The problem:
Update the items starting at the line that has "Hi annotator — your job today is to find every trimmed" and running through the end of the items, swapping "trimmed hedge" for "clipped hedge" and keeping everything else the same. Omit the pictures from your answer.

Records
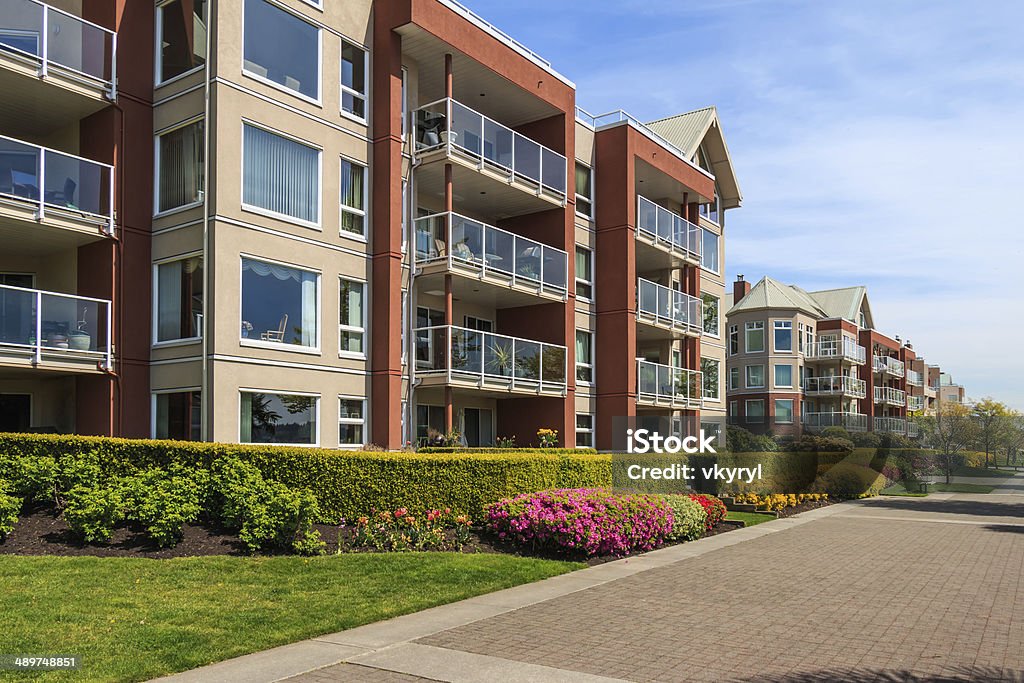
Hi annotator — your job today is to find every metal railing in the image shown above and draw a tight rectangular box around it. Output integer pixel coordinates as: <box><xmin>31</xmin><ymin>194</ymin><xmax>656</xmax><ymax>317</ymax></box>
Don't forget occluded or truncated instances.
<box><xmin>413</xmin><ymin>325</ymin><xmax>568</xmax><ymax>393</ymax></box>
<box><xmin>0</xmin><ymin>285</ymin><xmax>113</xmax><ymax>368</ymax></box>
<box><xmin>416</xmin><ymin>97</ymin><xmax>567</xmax><ymax>201</ymax></box>
<box><xmin>637</xmin><ymin>195</ymin><xmax>701</xmax><ymax>262</ymax></box>
<box><xmin>637</xmin><ymin>358</ymin><xmax>703</xmax><ymax>408</ymax></box>
<box><xmin>804</xmin><ymin>375</ymin><xmax>867</xmax><ymax>398</ymax></box>
<box><xmin>804</xmin><ymin>337</ymin><xmax>867</xmax><ymax>364</ymax></box>
<box><xmin>416</xmin><ymin>213</ymin><xmax>568</xmax><ymax>296</ymax></box>
<box><xmin>0</xmin><ymin>0</ymin><xmax>118</xmax><ymax>99</ymax></box>
<box><xmin>637</xmin><ymin>278</ymin><xmax>703</xmax><ymax>335</ymax></box>
<box><xmin>0</xmin><ymin>135</ymin><xmax>114</xmax><ymax>234</ymax></box>
<box><xmin>802</xmin><ymin>413</ymin><xmax>867</xmax><ymax>431</ymax></box>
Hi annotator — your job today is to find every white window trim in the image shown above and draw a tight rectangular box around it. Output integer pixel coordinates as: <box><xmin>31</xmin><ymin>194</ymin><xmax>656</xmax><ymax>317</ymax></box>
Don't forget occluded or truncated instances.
<box><xmin>239</xmin><ymin>119</ymin><xmax>319</xmax><ymax>231</ymax></box>
<box><xmin>234</xmin><ymin>387</ymin><xmax>323</xmax><ymax>449</ymax></box>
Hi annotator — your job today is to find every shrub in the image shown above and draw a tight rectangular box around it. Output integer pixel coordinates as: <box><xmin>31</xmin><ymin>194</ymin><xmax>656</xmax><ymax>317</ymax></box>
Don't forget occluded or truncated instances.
<box><xmin>662</xmin><ymin>494</ymin><xmax>708</xmax><ymax>541</ymax></box>
<box><xmin>486</xmin><ymin>488</ymin><xmax>673</xmax><ymax>556</ymax></box>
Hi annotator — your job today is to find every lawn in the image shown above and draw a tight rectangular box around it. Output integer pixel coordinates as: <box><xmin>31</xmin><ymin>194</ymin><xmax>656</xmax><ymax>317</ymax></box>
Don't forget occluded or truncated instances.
<box><xmin>0</xmin><ymin>553</ymin><xmax>583</xmax><ymax>681</ymax></box>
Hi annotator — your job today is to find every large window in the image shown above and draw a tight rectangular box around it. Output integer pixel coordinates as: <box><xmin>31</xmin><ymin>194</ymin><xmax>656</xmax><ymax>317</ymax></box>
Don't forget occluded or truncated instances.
<box><xmin>242</xmin><ymin>124</ymin><xmax>321</xmax><ymax>224</ymax></box>
<box><xmin>239</xmin><ymin>391</ymin><xmax>319</xmax><ymax>445</ymax></box>
<box><xmin>156</xmin><ymin>256</ymin><xmax>203</xmax><ymax>342</ymax></box>
<box><xmin>338</xmin><ymin>278</ymin><xmax>367</xmax><ymax>355</ymax></box>
<box><xmin>157</xmin><ymin>0</ymin><xmax>209</xmax><ymax>85</ymax></box>
<box><xmin>153</xmin><ymin>391</ymin><xmax>203</xmax><ymax>441</ymax></box>
<box><xmin>242</xmin><ymin>258</ymin><xmax>319</xmax><ymax>347</ymax></box>
<box><xmin>338</xmin><ymin>396</ymin><xmax>367</xmax><ymax>446</ymax></box>
<box><xmin>157</xmin><ymin>121</ymin><xmax>205</xmax><ymax>212</ymax></box>
<box><xmin>341</xmin><ymin>159</ymin><xmax>366</xmax><ymax>238</ymax></box>
<box><xmin>341</xmin><ymin>40</ymin><xmax>368</xmax><ymax>120</ymax></box>
<box><xmin>242</xmin><ymin>0</ymin><xmax>321</xmax><ymax>100</ymax></box>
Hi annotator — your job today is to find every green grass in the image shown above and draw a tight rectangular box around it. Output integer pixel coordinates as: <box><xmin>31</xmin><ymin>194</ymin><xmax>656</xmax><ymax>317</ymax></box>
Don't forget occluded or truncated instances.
<box><xmin>725</xmin><ymin>510</ymin><xmax>777</xmax><ymax>526</ymax></box>
<box><xmin>0</xmin><ymin>553</ymin><xmax>583</xmax><ymax>681</ymax></box>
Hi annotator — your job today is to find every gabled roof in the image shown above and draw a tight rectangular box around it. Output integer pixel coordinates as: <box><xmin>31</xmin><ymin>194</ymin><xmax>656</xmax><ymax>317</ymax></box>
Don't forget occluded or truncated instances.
<box><xmin>647</xmin><ymin>106</ymin><xmax>743</xmax><ymax>209</ymax></box>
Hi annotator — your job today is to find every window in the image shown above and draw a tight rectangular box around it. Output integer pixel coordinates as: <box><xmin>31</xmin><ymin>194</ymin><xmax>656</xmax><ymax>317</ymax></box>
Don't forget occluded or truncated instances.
<box><xmin>242</xmin><ymin>124</ymin><xmax>321</xmax><ymax>224</ymax></box>
<box><xmin>700</xmin><ymin>227</ymin><xmax>718</xmax><ymax>272</ymax></box>
<box><xmin>775</xmin><ymin>398</ymin><xmax>793</xmax><ymax>425</ymax></box>
<box><xmin>153</xmin><ymin>391</ymin><xmax>203</xmax><ymax>441</ymax></box>
<box><xmin>577</xmin><ymin>330</ymin><xmax>594</xmax><ymax>384</ymax></box>
<box><xmin>338</xmin><ymin>396</ymin><xmax>367</xmax><ymax>446</ymax></box>
<box><xmin>154</xmin><ymin>256</ymin><xmax>203</xmax><ymax>342</ymax></box>
<box><xmin>157</xmin><ymin>0</ymin><xmax>208</xmax><ymax>85</ymax></box>
<box><xmin>700</xmin><ymin>294</ymin><xmax>721</xmax><ymax>337</ymax></box>
<box><xmin>338</xmin><ymin>278</ymin><xmax>367</xmax><ymax>356</ymax></box>
<box><xmin>743</xmin><ymin>322</ymin><xmax>765</xmax><ymax>353</ymax></box>
<box><xmin>577</xmin><ymin>413</ymin><xmax>594</xmax><ymax>449</ymax></box>
<box><xmin>242</xmin><ymin>258</ymin><xmax>319</xmax><ymax>347</ymax></box>
<box><xmin>242</xmin><ymin>0</ymin><xmax>321</xmax><ymax>100</ymax></box>
<box><xmin>341</xmin><ymin>39</ymin><xmax>368</xmax><ymax>121</ymax></box>
<box><xmin>157</xmin><ymin>121</ymin><xmax>205</xmax><ymax>212</ymax></box>
<box><xmin>341</xmin><ymin>159</ymin><xmax>368</xmax><ymax>238</ymax></box>
<box><xmin>239</xmin><ymin>391</ymin><xmax>319</xmax><ymax>445</ymax></box>
<box><xmin>577</xmin><ymin>162</ymin><xmax>594</xmax><ymax>218</ymax></box>
<box><xmin>577</xmin><ymin>246</ymin><xmax>594</xmax><ymax>301</ymax></box>
<box><xmin>700</xmin><ymin>358</ymin><xmax>719</xmax><ymax>400</ymax></box>
<box><xmin>773</xmin><ymin>321</ymin><xmax>793</xmax><ymax>351</ymax></box>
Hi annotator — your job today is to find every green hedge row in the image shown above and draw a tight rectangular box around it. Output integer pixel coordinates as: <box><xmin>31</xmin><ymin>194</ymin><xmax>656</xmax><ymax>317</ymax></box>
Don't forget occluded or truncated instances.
<box><xmin>0</xmin><ymin>434</ymin><xmax>611</xmax><ymax>521</ymax></box>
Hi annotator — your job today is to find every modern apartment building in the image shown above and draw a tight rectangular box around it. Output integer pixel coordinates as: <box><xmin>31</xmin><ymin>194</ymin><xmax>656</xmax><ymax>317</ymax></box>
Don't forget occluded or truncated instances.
<box><xmin>726</xmin><ymin>275</ymin><xmax>929</xmax><ymax>436</ymax></box>
<box><xmin>0</xmin><ymin>0</ymin><xmax>740</xmax><ymax>449</ymax></box>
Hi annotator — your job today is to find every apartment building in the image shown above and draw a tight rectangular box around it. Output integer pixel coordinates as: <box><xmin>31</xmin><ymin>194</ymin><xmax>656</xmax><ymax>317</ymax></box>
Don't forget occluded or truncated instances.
<box><xmin>0</xmin><ymin>0</ymin><xmax>740</xmax><ymax>449</ymax></box>
<box><xmin>726</xmin><ymin>275</ymin><xmax>927</xmax><ymax>436</ymax></box>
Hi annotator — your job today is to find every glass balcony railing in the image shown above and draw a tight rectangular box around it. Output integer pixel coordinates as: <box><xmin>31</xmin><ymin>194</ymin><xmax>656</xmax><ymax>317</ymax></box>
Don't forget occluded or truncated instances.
<box><xmin>637</xmin><ymin>278</ymin><xmax>703</xmax><ymax>335</ymax></box>
<box><xmin>416</xmin><ymin>98</ymin><xmax>567</xmax><ymax>200</ymax></box>
<box><xmin>0</xmin><ymin>0</ymin><xmax>118</xmax><ymax>99</ymax></box>
<box><xmin>0</xmin><ymin>285</ymin><xmax>112</xmax><ymax>368</ymax></box>
<box><xmin>416</xmin><ymin>213</ymin><xmax>568</xmax><ymax>296</ymax></box>
<box><xmin>637</xmin><ymin>196</ymin><xmax>701</xmax><ymax>262</ymax></box>
<box><xmin>637</xmin><ymin>358</ymin><xmax>703</xmax><ymax>407</ymax></box>
<box><xmin>414</xmin><ymin>326</ymin><xmax>568</xmax><ymax>393</ymax></box>
<box><xmin>0</xmin><ymin>135</ymin><xmax>114</xmax><ymax>233</ymax></box>
<box><xmin>804</xmin><ymin>375</ymin><xmax>867</xmax><ymax>398</ymax></box>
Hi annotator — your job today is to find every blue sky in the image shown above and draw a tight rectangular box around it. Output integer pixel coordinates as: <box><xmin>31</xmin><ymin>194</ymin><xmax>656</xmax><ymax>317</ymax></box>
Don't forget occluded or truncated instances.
<box><xmin>468</xmin><ymin>0</ymin><xmax>1024</xmax><ymax>411</ymax></box>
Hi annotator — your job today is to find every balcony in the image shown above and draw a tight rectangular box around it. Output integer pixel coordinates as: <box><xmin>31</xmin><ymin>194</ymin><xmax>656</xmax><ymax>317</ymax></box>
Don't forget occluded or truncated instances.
<box><xmin>416</xmin><ymin>213</ymin><xmax>568</xmax><ymax>306</ymax></box>
<box><xmin>804</xmin><ymin>337</ymin><xmax>867</xmax><ymax>366</ymax></box>
<box><xmin>0</xmin><ymin>285</ymin><xmax>112</xmax><ymax>373</ymax></box>
<box><xmin>416</xmin><ymin>98</ymin><xmax>567</xmax><ymax>216</ymax></box>
<box><xmin>802</xmin><ymin>413</ymin><xmax>867</xmax><ymax>432</ymax></box>
<box><xmin>637</xmin><ymin>358</ymin><xmax>703</xmax><ymax>409</ymax></box>
<box><xmin>636</xmin><ymin>195</ymin><xmax>701</xmax><ymax>270</ymax></box>
<box><xmin>414</xmin><ymin>326</ymin><xmax>568</xmax><ymax>396</ymax></box>
<box><xmin>637</xmin><ymin>278</ymin><xmax>703</xmax><ymax>339</ymax></box>
<box><xmin>0</xmin><ymin>135</ymin><xmax>114</xmax><ymax>252</ymax></box>
<box><xmin>0</xmin><ymin>0</ymin><xmax>117</xmax><ymax>135</ymax></box>
<box><xmin>874</xmin><ymin>354</ymin><xmax>904</xmax><ymax>379</ymax></box>
<box><xmin>804</xmin><ymin>375</ymin><xmax>867</xmax><ymax>398</ymax></box>
<box><xmin>874</xmin><ymin>387</ymin><xmax>906</xmax><ymax>408</ymax></box>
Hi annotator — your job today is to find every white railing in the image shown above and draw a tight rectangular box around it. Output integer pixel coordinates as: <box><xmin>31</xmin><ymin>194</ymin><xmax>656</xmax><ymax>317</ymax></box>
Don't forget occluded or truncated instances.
<box><xmin>874</xmin><ymin>387</ymin><xmax>906</xmax><ymax>405</ymax></box>
<box><xmin>0</xmin><ymin>285</ymin><xmax>113</xmax><ymax>368</ymax></box>
<box><xmin>416</xmin><ymin>213</ymin><xmax>568</xmax><ymax>296</ymax></box>
<box><xmin>804</xmin><ymin>375</ymin><xmax>867</xmax><ymax>398</ymax></box>
<box><xmin>416</xmin><ymin>97</ymin><xmax>567</xmax><ymax>201</ymax></box>
<box><xmin>0</xmin><ymin>133</ymin><xmax>114</xmax><ymax>234</ymax></box>
<box><xmin>637</xmin><ymin>278</ymin><xmax>703</xmax><ymax>335</ymax></box>
<box><xmin>804</xmin><ymin>337</ymin><xmax>867</xmax><ymax>364</ymax></box>
<box><xmin>637</xmin><ymin>358</ymin><xmax>703</xmax><ymax>408</ymax></box>
<box><xmin>637</xmin><ymin>195</ymin><xmax>701</xmax><ymax>263</ymax></box>
<box><xmin>414</xmin><ymin>325</ymin><xmax>568</xmax><ymax>394</ymax></box>
<box><xmin>0</xmin><ymin>0</ymin><xmax>118</xmax><ymax>99</ymax></box>
<box><xmin>802</xmin><ymin>413</ymin><xmax>867</xmax><ymax>431</ymax></box>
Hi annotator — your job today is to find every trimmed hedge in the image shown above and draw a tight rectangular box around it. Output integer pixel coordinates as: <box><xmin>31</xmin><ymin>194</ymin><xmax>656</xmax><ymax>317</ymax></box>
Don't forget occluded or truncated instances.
<box><xmin>0</xmin><ymin>434</ymin><xmax>611</xmax><ymax>521</ymax></box>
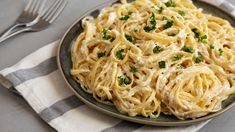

Problem solution:
Hi annotator — your job today is to find every clipped hedge in the image shown above and draw a tight rectangular box around it. Output integer pixel coordinates as: <box><xmin>31</xmin><ymin>194</ymin><xmax>656</xmax><ymax>317</ymax></box>
Don't forget occluded or truncated instances.
<box><xmin>0</xmin><ymin>434</ymin><xmax>611</xmax><ymax>521</ymax></box>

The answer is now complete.